**Parts of the exercise:**
1) Do the following statements agree with the commentary on precision scheduled railroading below? Answer yes or no for each, quoting the words of the commentary that decide it. (a) The writer has served on the U.S. House Committee on Transportation and Infrastructure for 34 years. (b) The commentary calls the transportation sector the second-highest emitter of greenhouse gases in the country. (c) The writer presents precision scheduled railroading as an optimization strategy for increasing freight volume.
2) Carry on the commentary on precision scheduled railroading below, picking up right after its final sentence.

**Text shown:**
———
In a commentary published in Fortune earlier this month, Ike Brannon and Michael F. Gorman took great liberties in trying to debunk my concerns with precision scheduled railroading (PSR). Please allow me to set the record straight.
I have served on the U.S. House Committee on Transportation and Infrastructure for 34 years, crafting public policy through seven different presidential administrations, both Democratic and Republican. Freight transportation is critical to our economy. The ability to efficiently, reliably, and safely deliver freight makes us more competitive in the global economy.
And many transportation stakeholders agree that freight rail is critical to reducing our nation’s carbon emissions. The transportation sector is now the highest emitter of greenhouse gases in the country and shifting more freight from trucks to rail could significantly reduce these emissions. Freight railroads estimate that if 25% of the truck traffic moving at least 750 miles went by rail instead, annual greenhouse gas emissions would fall by approximately 13.1 million tons.
But PSR is not some fancy optimization strategy to increase freight volume or improve operations and reduce emissions; rather, it is a business strategy promoted by Wall Street to boost short-term profits. Wall Street investors have proven they don’t care about the long-term health of the industries from which they seek to extract wealth. Similarly, they don’t care about ensuring an efficient, reliable, and safe freight service that drives the U.S. economy.
———
Rows drawn from a dataset:
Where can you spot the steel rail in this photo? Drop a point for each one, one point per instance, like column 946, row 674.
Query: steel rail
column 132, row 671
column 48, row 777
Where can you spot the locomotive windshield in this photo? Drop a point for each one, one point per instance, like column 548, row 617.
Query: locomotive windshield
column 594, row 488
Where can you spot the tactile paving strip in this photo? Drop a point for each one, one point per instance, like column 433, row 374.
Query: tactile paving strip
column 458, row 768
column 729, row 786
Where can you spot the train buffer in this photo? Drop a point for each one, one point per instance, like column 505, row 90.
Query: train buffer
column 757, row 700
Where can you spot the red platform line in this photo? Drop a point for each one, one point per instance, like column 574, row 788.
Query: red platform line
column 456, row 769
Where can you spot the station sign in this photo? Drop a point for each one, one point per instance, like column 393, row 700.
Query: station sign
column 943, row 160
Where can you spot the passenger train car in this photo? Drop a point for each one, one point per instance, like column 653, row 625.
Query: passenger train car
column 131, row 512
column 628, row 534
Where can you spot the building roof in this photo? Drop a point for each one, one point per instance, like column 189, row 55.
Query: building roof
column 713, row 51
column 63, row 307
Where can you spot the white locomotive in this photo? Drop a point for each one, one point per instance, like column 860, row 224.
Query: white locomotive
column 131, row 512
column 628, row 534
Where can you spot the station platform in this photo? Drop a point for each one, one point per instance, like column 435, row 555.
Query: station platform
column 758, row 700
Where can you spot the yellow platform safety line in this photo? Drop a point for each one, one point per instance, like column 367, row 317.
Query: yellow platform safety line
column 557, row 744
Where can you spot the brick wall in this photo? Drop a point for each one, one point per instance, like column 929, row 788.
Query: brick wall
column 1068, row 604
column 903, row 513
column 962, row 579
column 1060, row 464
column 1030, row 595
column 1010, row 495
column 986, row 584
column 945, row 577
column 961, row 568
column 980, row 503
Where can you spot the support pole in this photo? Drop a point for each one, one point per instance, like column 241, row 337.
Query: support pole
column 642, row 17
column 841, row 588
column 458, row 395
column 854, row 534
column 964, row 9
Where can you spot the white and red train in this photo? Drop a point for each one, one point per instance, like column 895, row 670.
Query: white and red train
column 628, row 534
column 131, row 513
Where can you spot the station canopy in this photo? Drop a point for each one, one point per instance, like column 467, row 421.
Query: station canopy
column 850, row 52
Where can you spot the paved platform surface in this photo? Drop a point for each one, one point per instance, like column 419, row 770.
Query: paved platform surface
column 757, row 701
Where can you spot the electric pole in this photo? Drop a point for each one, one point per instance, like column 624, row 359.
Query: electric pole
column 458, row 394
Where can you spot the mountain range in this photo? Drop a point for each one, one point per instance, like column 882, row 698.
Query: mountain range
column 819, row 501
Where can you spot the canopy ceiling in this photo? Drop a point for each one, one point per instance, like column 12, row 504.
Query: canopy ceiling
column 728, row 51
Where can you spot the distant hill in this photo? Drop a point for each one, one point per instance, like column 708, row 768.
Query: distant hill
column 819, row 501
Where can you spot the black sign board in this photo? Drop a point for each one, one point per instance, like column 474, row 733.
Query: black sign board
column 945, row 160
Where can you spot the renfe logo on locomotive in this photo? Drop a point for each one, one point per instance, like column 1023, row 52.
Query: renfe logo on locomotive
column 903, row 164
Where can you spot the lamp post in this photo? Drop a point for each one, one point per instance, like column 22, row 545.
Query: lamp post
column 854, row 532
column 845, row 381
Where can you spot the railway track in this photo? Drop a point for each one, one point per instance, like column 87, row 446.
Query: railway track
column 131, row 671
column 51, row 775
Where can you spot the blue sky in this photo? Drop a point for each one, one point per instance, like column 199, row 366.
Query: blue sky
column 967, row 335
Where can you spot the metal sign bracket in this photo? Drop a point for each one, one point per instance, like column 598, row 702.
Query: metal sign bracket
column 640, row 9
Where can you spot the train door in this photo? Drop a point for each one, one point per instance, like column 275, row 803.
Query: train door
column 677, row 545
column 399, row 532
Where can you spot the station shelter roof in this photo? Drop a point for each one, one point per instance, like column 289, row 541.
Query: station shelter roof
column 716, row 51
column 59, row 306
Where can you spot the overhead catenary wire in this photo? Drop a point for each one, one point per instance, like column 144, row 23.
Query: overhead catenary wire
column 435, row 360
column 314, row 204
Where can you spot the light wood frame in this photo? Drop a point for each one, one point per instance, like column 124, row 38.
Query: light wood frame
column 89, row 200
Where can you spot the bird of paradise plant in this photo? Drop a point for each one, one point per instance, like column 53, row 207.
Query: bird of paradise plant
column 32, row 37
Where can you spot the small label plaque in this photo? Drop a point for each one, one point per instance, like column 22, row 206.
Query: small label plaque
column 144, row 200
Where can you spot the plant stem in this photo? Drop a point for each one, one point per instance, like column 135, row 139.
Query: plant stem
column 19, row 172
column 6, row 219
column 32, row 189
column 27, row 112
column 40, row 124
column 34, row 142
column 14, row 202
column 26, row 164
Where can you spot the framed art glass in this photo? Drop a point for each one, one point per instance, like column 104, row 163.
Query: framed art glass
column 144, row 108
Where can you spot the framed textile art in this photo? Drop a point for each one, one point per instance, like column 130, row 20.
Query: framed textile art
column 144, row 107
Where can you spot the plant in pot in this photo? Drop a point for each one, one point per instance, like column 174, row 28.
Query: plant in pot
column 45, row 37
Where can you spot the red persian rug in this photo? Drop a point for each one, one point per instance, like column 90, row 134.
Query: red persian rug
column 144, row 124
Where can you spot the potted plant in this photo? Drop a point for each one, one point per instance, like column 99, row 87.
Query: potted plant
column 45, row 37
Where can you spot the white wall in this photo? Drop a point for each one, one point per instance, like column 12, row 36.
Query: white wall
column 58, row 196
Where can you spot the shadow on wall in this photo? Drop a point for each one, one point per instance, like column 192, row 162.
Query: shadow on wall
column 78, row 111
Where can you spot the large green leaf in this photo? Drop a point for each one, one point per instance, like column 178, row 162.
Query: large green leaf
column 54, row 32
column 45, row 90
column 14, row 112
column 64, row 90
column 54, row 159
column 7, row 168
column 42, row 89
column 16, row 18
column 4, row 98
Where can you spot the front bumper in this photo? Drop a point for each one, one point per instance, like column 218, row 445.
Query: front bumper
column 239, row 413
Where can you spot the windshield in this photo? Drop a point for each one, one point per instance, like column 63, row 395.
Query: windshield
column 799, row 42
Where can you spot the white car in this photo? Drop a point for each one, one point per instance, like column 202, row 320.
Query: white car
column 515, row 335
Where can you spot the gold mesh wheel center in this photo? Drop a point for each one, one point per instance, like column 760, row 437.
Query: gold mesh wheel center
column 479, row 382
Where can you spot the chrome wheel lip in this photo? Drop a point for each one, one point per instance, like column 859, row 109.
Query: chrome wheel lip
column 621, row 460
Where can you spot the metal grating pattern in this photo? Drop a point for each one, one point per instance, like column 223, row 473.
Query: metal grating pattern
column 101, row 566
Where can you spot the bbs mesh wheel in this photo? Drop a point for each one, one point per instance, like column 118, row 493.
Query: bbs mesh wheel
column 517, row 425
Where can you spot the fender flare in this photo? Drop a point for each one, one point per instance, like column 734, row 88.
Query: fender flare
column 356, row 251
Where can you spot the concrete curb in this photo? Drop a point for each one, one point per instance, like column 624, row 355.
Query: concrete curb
———
**Responses by item number:**
1)
(a) Yes: "I have served on the U.S. House Committee on Transportation and Infrastructure for 34 years"
(b) No: "The transportation sector is now the highest emitter of greenhouse gases in the country"
(c) No: "PSR is not some fancy optimization strategy to increase freight volume or improve operations and reduce emissions; rather, it is a business strategy promoted by Wall Street to boost short-term profits"

2)
And they’re not hiding it. Investor calls demonstrate that Wall Street investors’ myopic focus on short-term profits demands that railroads boost quarterly profits by cutting costs and increasing revenues. In doing so, great freight rail service and the long-term health of the industry is sacrificed.
At public proceedings before my committee and the Surface Transportation Board (STB), and in public letters, an array of shippers have detailed the effects PSR has had on freight movement. These include disruptive changes to operating plans and service schedules; degradation of service, such as delays due to insufficient locomotive power and lack of crews; and unreasonable charges, such as increases in demurrage and accessorial fees. Some shippers have even been forced to use more trucking as a result.
One of the many impacts of PSR is the uncontrolled growth in train lengths. A U.S. Government Accountability Office (GAO) study found that between 2008 and 2017, train length grew by 25% for two Class I railroads (which comprise the seven largest railroads in the U.S.), and officials from each Class I stated they operate longer trains, including some that extend for several miles. Freight railroad investor calls continue to boast annual train length increases every year.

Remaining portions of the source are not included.